(Collected data entries)
—————

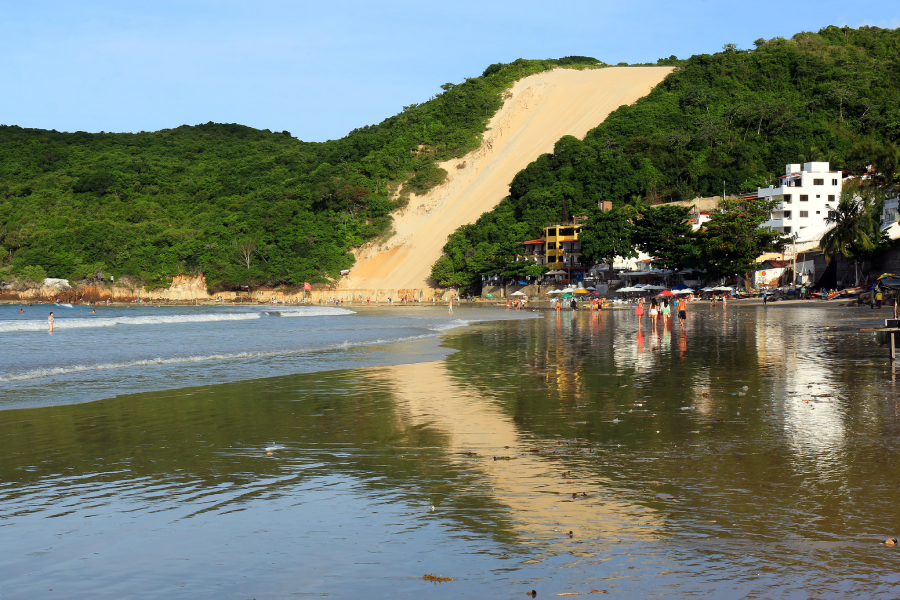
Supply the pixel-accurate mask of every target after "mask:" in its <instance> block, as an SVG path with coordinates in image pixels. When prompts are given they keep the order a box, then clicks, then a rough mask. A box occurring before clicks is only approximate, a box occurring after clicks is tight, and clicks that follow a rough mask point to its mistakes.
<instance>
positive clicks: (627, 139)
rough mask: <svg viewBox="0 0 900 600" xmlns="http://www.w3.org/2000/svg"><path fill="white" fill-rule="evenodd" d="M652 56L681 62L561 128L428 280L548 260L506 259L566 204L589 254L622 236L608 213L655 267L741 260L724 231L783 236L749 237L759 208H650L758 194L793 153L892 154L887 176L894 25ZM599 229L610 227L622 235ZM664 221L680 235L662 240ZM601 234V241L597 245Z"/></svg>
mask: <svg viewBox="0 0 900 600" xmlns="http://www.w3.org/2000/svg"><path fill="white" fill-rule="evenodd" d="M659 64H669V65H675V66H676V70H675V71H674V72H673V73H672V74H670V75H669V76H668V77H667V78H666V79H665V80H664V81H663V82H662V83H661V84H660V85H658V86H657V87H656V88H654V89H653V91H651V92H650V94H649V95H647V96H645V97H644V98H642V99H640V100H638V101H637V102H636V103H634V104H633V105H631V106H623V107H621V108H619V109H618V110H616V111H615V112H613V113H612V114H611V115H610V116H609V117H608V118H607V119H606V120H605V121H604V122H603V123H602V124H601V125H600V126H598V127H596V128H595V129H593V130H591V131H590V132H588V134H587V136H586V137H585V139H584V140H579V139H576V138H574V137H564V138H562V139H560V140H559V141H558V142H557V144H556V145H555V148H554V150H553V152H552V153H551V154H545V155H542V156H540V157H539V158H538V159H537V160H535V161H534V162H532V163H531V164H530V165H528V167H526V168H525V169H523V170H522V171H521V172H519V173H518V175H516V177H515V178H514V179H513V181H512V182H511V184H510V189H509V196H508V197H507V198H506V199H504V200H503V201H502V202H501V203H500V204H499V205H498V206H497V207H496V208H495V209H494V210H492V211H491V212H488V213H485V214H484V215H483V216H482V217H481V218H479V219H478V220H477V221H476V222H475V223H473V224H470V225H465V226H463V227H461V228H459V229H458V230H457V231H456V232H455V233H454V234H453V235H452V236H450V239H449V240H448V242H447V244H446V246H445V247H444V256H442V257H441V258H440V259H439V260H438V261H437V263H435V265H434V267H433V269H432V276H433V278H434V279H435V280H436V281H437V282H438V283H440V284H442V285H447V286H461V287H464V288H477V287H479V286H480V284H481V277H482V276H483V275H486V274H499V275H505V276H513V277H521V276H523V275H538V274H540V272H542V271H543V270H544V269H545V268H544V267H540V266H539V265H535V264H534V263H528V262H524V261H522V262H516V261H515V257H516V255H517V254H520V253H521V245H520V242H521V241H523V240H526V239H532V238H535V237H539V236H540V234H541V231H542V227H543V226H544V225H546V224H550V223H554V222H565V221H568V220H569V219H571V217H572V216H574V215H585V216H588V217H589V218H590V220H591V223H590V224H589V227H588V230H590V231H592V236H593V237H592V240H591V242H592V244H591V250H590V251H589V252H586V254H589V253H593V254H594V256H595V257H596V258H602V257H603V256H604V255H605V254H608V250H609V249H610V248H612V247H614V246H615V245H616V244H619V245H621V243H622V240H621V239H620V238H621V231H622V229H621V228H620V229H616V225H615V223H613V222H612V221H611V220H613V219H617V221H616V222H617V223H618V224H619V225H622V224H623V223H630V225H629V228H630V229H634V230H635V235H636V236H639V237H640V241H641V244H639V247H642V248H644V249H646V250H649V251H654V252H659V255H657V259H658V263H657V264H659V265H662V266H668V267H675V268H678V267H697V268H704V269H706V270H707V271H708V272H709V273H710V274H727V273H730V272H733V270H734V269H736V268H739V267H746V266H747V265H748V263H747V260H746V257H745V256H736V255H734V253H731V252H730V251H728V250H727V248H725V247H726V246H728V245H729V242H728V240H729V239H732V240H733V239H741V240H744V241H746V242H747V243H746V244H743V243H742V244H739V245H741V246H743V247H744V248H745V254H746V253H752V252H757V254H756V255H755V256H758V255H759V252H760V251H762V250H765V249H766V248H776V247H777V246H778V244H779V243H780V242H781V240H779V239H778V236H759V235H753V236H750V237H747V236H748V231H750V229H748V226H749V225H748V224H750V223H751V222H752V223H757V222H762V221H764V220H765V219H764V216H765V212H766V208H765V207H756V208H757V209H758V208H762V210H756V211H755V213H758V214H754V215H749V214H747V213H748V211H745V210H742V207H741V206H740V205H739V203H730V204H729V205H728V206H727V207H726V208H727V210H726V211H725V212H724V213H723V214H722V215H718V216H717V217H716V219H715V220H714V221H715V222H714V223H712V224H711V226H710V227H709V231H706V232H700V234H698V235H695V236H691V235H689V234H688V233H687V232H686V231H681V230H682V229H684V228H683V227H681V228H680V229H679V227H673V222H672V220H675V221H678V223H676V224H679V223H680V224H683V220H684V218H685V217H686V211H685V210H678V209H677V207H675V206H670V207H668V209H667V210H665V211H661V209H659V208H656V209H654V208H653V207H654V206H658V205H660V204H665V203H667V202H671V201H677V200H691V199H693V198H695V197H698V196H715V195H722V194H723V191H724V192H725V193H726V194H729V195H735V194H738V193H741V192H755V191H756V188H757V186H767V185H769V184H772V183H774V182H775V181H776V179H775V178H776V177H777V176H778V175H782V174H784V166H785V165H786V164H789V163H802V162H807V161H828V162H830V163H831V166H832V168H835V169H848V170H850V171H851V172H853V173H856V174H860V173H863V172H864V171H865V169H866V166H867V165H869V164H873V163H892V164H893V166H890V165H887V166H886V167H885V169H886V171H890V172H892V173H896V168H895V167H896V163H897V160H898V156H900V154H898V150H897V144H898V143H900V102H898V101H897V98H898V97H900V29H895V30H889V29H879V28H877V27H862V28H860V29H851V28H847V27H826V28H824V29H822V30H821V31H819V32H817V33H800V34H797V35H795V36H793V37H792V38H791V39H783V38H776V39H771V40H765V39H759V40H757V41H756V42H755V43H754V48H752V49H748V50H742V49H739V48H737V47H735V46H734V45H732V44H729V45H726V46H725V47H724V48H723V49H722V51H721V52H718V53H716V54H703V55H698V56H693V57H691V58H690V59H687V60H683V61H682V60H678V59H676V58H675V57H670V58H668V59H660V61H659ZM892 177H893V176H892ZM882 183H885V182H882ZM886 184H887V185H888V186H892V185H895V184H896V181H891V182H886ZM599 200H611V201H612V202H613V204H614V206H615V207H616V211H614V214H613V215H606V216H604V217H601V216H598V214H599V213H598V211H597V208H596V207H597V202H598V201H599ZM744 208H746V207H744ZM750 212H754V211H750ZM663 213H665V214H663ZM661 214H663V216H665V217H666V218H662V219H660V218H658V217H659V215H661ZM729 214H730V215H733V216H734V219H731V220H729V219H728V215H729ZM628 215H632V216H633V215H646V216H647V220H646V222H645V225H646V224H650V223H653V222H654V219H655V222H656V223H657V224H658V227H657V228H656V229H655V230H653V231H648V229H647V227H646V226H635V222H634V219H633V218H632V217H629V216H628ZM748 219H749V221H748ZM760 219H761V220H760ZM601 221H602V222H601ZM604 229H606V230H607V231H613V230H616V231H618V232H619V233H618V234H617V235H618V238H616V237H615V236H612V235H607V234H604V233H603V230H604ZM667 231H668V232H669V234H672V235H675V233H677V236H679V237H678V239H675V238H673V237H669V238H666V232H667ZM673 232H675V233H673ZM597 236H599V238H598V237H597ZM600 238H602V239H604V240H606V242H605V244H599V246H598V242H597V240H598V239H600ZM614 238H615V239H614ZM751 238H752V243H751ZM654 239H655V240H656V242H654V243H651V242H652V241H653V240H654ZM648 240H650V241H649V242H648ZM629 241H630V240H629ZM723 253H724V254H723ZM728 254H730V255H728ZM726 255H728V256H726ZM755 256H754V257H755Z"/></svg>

—————

*BRIEF*. Give again, exactly, the lines from the start of the data through the one holding "positive clicks: (627, 139)"; omit the pictures.

*EXERCISE RESPONSE*.
Supply the pixel-accurate mask of every target after "mask:" in its <instance> block, as an SVG path with coordinates in image pixels. When prompts are given they keep the order a box, then clicks, then a rough mask. A box occurring before clicks is only approximate, a box occurring after clicks is tight, and clicks that follow a rough mask point to its mistakes.
<instance>
positive clicks: (627, 139)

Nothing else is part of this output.